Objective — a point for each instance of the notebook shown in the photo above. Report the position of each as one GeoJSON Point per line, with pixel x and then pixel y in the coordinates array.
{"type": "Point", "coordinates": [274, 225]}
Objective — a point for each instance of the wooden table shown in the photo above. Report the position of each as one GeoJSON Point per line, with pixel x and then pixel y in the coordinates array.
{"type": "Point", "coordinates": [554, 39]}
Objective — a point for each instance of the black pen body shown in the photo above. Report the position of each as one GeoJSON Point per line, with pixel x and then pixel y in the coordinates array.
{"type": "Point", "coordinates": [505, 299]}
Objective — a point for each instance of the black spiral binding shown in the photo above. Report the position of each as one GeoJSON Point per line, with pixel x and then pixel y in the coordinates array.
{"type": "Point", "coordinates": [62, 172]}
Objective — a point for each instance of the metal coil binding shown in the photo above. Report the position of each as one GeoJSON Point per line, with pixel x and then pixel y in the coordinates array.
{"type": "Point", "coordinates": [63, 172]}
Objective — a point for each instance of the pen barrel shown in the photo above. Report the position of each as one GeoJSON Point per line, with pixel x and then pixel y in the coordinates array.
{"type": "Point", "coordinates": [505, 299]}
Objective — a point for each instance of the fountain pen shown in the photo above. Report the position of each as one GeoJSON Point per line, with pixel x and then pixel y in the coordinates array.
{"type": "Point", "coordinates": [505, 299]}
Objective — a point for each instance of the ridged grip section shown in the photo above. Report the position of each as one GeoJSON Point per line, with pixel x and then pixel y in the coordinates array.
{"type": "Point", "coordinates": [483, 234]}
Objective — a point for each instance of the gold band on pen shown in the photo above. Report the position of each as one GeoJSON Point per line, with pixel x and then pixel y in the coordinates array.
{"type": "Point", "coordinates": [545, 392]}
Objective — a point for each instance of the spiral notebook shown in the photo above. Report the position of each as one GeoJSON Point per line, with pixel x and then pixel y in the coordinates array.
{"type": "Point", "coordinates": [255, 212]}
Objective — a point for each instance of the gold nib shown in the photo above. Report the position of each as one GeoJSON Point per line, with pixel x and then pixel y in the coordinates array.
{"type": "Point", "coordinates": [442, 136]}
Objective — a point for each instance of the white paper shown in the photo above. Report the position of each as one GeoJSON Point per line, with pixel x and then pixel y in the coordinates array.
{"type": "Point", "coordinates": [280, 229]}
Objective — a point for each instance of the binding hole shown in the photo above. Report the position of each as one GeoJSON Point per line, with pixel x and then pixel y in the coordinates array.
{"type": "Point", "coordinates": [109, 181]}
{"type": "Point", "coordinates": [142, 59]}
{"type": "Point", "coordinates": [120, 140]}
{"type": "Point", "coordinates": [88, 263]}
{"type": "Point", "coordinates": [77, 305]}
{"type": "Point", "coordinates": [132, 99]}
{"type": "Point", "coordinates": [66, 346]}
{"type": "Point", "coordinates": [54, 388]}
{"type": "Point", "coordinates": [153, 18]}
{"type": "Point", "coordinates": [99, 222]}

-- -- --

▸ **INSTRUCTION**
Reproduce the whole listing above, every line in its original order, without changing a single character.

▸ **ANSWER TO THE PROBLEM**
Objective — a point for each instance of the notebook shown in the photo above. Report the position of each as one GeoJSON Point per line, with pixel x and then pixel y in the coordinates array.
{"type": "Point", "coordinates": [274, 225]}
Objective — a point for each instance of the wooden table shown in the photo above. Report the position of each as one GeoJSON Point per line, with pixel x and then pixel y in the coordinates array.
{"type": "Point", "coordinates": [554, 39]}
Objective — a point for each instance of the black pen body shown in the photo above. Report the position of each as one GeoJSON Point per line, with pixel x and then pixel y in the coordinates array.
{"type": "Point", "coordinates": [505, 299]}
Objective — a point for each instance of the black spiral binding shown in the photo above. Report the position of each as one GeoJSON Point per line, with pixel x and then pixel y in the coordinates array.
{"type": "Point", "coordinates": [62, 172]}
Objective — a point for each instance of the metal coil binding shown in the photo above. Report the position of each as one GeoJSON Point per line, with pixel x and then pixel y in the coordinates array.
{"type": "Point", "coordinates": [63, 172]}
Objective — a point for each instance of the pen barrel shown in the photo above. Report the position of each as one GeoJSON Point per line, with pixel x and then pixel y in the coordinates array.
{"type": "Point", "coordinates": [505, 299]}
Objective — a point for each instance of the fountain pen shown in the photo above. Report the position of each as one GeoJSON Point per line, with pixel x and then pixel y in the coordinates array.
{"type": "Point", "coordinates": [505, 299]}
Objective — a point for each instance of the ridged grip section shown in the photo above. Report the position of each as one GeoJSON Point per line, with pixel x and then pixel y in the coordinates array.
{"type": "Point", "coordinates": [483, 234]}
Objective — a point for each instance of the gold band on pen shown in the photo above. Report the position of each as one GeoJSON Point per line, with pixel x and then pixel y in the coordinates array.
{"type": "Point", "coordinates": [545, 392]}
Objective — a point for each instance of the spiral notebook shown in the photo above. Report the position of each as one GeoJSON Point per line, with pixel x and then pixel y in the coordinates array.
{"type": "Point", "coordinates": [255, 212]}
Objective — a point for each instance of the gold nib shown in the photo above. Report the position of each as one GeoJSON Point per line, with pixel x and then pixel y in the coordinates array.
{"type": "Point", "coordinates": [442, 136]}
Objective — a point for each instance of the white paper shown in the photo above. Report the position of each as one GeoJSON Point per line, with pixel x and then pixel y in the coordinates array.
{"type": "Point", "coordinates": [280, 229]}
Objective — a point for each instance of the binding hole shown in the photo above. Report the position of each as one GeoJSON Point per line, with pixel x and then pixel y in the coordinates array.
{"type": "Point", "coordinates": [109, 181]}
{"type": "Point", "coordinates": [142, 59]}
{"type": "Point", "coordinates": [120, 140]}
{"type": "Point", "coordinates": [88, 263]}
{"type": "Point", "coordinates": [77, 305]}
{"type": "Point", "coordinates": [132, 99]}
{"type": "Point", "coordinates": [66, 346]}
{"type": "Point", "coordinates": [54, 388]}
{"type": "Point", "coordinates": [153, 18]}
{"type": "Point", "coordinates": [99, 222]}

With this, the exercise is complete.